- ACTIVITY LIST -
1. Summarize the citation header below in two sentences.
2. Answer these questions using the citation header below, one answer per line:
(a) What study type is the article labeled as?
(b) In which journal, and in what month and year, did it appear?
(c) Which author is listed last?

- TEXT BLOCK -
---

Gene expression profiling reveals insights into infant immunological and febrile responses to group B meningococcal vaccine

Daniel O'Connor  1   2 Marta Valente Pinto  1   2 Dylan Sheerin  1   2 Adriana Tomic  1   2   3 Ruth E Drury  1   2 Samuel Channon-Wells  1   2 Ushma Galal  4 Christina Dold  1   2 Hannah Robinson  1   2 Simon Kerridge  1   2 Emma Plested  1   2 Harri Hughes  1   2 Lisa Stockdale  1   2 Manish Sadarangani  5 Matthew D Snape  1   2 Christine S Rollier  1   2 Michael Levin  6 Andrew J Pollard  1   2
Affiliations
Randomized Controlled Trial

Gene expression profiling reveals insights into infant immunological and febrile responses to group B meningococcal vaccine

Daniel O'Connor et al. Mol Syst Biol. 2020 Nov.

---

- INFORMATION SUPPLIED -
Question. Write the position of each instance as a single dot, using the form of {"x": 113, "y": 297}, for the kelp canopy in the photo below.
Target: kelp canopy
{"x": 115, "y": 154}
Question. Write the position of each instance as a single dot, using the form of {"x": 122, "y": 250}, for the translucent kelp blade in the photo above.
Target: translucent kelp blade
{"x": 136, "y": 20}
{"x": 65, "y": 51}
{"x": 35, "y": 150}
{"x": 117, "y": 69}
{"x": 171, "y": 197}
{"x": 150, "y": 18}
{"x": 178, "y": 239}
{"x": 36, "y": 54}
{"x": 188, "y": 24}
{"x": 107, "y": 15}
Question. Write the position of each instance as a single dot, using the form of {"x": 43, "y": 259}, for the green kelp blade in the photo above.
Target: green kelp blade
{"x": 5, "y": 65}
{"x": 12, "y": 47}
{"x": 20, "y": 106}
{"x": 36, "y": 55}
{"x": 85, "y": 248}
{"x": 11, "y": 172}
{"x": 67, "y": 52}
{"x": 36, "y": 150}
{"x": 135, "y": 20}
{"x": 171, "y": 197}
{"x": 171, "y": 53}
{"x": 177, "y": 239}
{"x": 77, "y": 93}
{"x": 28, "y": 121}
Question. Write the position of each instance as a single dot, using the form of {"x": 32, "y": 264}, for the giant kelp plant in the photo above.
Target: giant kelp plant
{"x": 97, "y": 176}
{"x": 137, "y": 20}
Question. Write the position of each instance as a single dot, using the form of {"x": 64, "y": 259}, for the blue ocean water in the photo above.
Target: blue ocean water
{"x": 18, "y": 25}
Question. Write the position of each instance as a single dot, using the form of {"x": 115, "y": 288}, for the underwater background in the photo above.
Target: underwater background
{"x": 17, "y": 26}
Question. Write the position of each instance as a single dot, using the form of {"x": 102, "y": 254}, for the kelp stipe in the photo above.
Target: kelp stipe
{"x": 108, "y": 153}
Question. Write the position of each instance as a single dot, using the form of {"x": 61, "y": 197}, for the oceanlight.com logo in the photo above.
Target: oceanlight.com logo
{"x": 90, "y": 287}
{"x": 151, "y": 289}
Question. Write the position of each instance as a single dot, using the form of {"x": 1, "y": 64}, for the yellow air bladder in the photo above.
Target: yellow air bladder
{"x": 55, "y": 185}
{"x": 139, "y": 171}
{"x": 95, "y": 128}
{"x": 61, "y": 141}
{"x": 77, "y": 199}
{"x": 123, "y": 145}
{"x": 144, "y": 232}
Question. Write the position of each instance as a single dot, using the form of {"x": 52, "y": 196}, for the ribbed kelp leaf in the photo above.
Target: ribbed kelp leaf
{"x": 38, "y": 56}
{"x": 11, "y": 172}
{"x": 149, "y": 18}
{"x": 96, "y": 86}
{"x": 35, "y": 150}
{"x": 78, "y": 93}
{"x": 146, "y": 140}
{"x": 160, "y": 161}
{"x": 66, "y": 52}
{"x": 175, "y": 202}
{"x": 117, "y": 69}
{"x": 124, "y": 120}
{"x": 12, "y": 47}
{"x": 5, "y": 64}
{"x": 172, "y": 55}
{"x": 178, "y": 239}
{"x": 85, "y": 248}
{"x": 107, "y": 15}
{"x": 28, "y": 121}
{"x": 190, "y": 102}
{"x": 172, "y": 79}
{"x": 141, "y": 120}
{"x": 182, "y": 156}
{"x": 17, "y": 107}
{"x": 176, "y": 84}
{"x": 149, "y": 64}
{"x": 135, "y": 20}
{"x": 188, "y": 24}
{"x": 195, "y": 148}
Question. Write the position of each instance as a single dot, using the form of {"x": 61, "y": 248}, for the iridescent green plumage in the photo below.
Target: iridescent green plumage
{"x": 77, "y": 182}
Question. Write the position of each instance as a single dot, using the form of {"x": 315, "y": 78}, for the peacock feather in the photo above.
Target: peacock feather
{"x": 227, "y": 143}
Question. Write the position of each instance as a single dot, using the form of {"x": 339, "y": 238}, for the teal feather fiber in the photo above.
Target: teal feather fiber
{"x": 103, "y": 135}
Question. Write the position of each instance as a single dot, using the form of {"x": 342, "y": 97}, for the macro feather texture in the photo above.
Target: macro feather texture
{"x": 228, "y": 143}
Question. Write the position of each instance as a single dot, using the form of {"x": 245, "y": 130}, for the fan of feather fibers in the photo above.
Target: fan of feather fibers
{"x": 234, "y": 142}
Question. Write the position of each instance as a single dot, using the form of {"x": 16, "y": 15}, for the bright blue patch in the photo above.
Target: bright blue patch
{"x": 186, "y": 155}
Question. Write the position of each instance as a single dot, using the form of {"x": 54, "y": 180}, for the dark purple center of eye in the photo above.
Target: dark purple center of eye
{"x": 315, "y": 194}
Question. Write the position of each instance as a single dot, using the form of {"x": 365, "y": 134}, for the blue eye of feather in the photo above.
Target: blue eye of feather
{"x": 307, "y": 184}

---

- RESULTS FOR EACH TASK -
1. The article's title states that gene expression profiling reveals insights into infant immunological and febrile responses to group B meningococcal vaccine. It is labeled a randomized controlled trial and was published by Daniel O'Connor et al. in Mol Syst Biol in November 2020.

2.
(a) Randomized Controlled Trial
(b) Mol Syst Biol, November 2020
(c) Andrew J Pollard